WHAT THIS TASK INVOLVES: The lines from the start of the records through the one containing "Where can the electrical" are to be transcribed exactly, and nothing else.

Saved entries
══════════
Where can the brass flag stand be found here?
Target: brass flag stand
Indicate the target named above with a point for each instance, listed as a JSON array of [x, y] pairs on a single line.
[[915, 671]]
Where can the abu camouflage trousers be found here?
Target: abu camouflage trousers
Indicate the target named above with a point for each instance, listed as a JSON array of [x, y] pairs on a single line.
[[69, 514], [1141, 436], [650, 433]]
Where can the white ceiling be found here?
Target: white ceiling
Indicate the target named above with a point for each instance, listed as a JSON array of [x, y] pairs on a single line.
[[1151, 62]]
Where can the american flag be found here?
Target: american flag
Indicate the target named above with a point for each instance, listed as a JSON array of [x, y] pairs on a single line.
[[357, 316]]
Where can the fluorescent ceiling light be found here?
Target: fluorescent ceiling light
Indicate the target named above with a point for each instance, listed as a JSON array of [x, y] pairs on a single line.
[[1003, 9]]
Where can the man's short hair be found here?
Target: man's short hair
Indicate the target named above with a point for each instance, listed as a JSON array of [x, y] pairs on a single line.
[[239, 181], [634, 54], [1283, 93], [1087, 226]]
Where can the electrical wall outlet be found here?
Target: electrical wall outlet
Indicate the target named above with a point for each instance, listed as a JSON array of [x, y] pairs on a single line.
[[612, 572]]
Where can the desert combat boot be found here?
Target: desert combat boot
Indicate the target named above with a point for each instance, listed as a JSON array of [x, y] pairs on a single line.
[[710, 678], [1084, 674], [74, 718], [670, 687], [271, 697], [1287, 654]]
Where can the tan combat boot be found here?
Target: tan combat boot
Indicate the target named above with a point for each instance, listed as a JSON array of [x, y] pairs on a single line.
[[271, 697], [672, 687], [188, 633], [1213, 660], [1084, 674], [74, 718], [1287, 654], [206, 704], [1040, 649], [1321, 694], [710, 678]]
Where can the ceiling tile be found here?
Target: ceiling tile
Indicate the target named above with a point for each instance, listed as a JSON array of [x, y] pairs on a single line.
══════════
EXERCISE OUTPUT:
Where can the brass flag stand be found here?
Target: brass flag stand
Indicate the target named above with a point for each instance, listed as a JSON array of [x, y] pairs on a single line.
[[915, 671]]
Where can the abu camouflage trousers be found here?
Target: abu camouflage trousers
Indicate the target named above with a point for each instance, listed as a JSON array of [x, y] pairs on a single line.
[[69, 514], [1141, 436], [650, 433]]
Where can the white ceiling be found here?
Target: white ceiling
Indicate the target named above with a point for each instance, listed as a JSON array of [x, y] pairs on a single line.
[[1151, 62]]
Where can the american flag be found here?
Target: american flag
Indicate the target named above with a point for each instance, listed as a JSON array of [x, y] pairs on a single line.
[[357, 316]]
Where can the fluorescent ceiling light be found here?
Target: fluorescent ceiling light
Indicate the target named above with a point for each instance, listed as a JSON array of [x, y] pairs on a single line.
[[1003, 9]]
Where can the man's short hair be found here?
Target: man's short hair
Indicate the target named above with a point for each instance, listed as a JSON array of [x, y] pairs on a single line.
[[239, 181], [634, 54], [1283, 93], [1087, 226]]
Where can the electrical wall outlet be found here?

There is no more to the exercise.